## EXCERPTED PASSAGE
Segment Open

The productivity puzzle has divided economists into technology pessimists and optimists. The most prominent pessimist is economist Robert J. Gordon. He contends that the current crop of digital innovations does not yield the big economic gains of breakthrough inventions of the past, like electricity, cars, planes and antibiotics. On the other hand we have optimists like Erik Brynjolfsson and Andrew McAfee, co-directors of the M.I.T. Initiative on the Digital Economy. They argue that there have always been lags between when technology arrives and when people and institutions learn to use it effectively. The internet for example, only contributed to the last stretch of healthy productivity growth in the late 1990s and early 2000s. The gains from current tech trends like big-data analysis, artificial intelligence and robotics, they say, will come.
Technology spending has been robust, rising 54 percent over a decade to $727 billion last year, according to the research firm IDC. But an industry-by-industry analysis, published by the McKinsey Global Institute, found that the march of digital technology across the economy has a long way to go. industries, like technology, media and financial services, were well along in the use of technology that was invested in, while others, like health care and hospitality, trailed.
Since the financial crisis, the Obama administration aggressively invested to drag medicine into the digital age. As part of the economic recovery package, Congress enacted the Health Information Technology for Economic and Clinical Health Act of 2009. The legislation provided for federal incentive payments of $44,000 a physician to shift to electronic health records. From 2008 to 2014, the share of hospitals with electronic health records rose to 75 percent from 9 percent, while the adoption rate in doctors’ offices rose to 51 percent from 17 percent.

Segment Closed

Saved data entries
Segment Open

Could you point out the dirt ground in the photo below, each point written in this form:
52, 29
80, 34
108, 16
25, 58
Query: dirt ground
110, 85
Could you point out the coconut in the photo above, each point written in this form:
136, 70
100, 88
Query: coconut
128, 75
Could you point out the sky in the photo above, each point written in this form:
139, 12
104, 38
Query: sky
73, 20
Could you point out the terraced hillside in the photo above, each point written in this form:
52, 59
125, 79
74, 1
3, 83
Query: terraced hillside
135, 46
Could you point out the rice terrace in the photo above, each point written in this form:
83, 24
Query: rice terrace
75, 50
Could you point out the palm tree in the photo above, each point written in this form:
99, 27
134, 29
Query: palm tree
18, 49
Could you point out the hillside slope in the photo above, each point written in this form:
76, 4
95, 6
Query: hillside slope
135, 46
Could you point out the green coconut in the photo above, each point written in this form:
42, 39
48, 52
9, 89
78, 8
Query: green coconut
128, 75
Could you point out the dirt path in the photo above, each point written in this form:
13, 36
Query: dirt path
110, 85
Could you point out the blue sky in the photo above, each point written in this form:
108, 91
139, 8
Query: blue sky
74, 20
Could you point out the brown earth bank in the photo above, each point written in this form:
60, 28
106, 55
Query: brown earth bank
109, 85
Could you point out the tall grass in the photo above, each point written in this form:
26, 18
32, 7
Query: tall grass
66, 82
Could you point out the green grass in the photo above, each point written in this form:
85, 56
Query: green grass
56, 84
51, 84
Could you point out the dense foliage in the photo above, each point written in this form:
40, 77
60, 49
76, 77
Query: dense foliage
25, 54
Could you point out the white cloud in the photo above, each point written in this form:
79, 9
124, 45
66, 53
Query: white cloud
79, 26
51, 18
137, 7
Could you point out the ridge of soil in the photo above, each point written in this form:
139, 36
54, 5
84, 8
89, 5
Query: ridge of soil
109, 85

Segment Closed

## PROBLEMS AND TASKS
1. Repeat word for word the part of the passage on technology and productivity from "Technology spending has" up to and including "and hospitality, trailed.".
2. Answer these questions about the passage on technology and productivity.
(a) Which economist does it name as the most prominent technology pessimist?
(b) According to IDC, how much was spent on technology last year?
(c) What federal incentive payment per physician did the 2009 legislation provide for shifting to electronic health records?
3. Pick up the passage on technology and productivity after its last sentence and continue it.
This material was taken from a separate source.

## EXERCISE RESULTS
1.
Technology spending has been robust, rising 54 percent over a decade to $727 billion last year, according to the research firm IDC. But an industry-by-industry analysis, published by the McKinsey Global Institute, found that the march of digital technology across the economy has a long way to go. industries, like technology, media and financial services, were well along in the use of technology that was invested in, while others, like health care and hospitality, trailed.

2.
(a) Robert J. Gordon
(b) $727 billion
(c) $44,000

3.
Still, there seems to be little evidence so far that all this technology has had much effect on quality and costs. However, the electronic records represent only a first step toward curbing costs and improving care, according to healthcare experts. Information automation is not the same as creating the kind of work environment where productivity and creativity can flourish. And little has gone into changing work so far.
But there is light at the end of the tunnel. Dr. Sutherland bemoans the countless data fields he must fill in to comply with government-mandated reporting rules, and he concedes that some of his colleagues hate using digital records. But despite the extra work the new technology has created and even though it has not yet had the expected financial payoff, he thinks it has helped him provide better information to patients. He is working harder, Dr. Sutherland says, but he also believes he is a better doctor. His patients are better served and he is happier.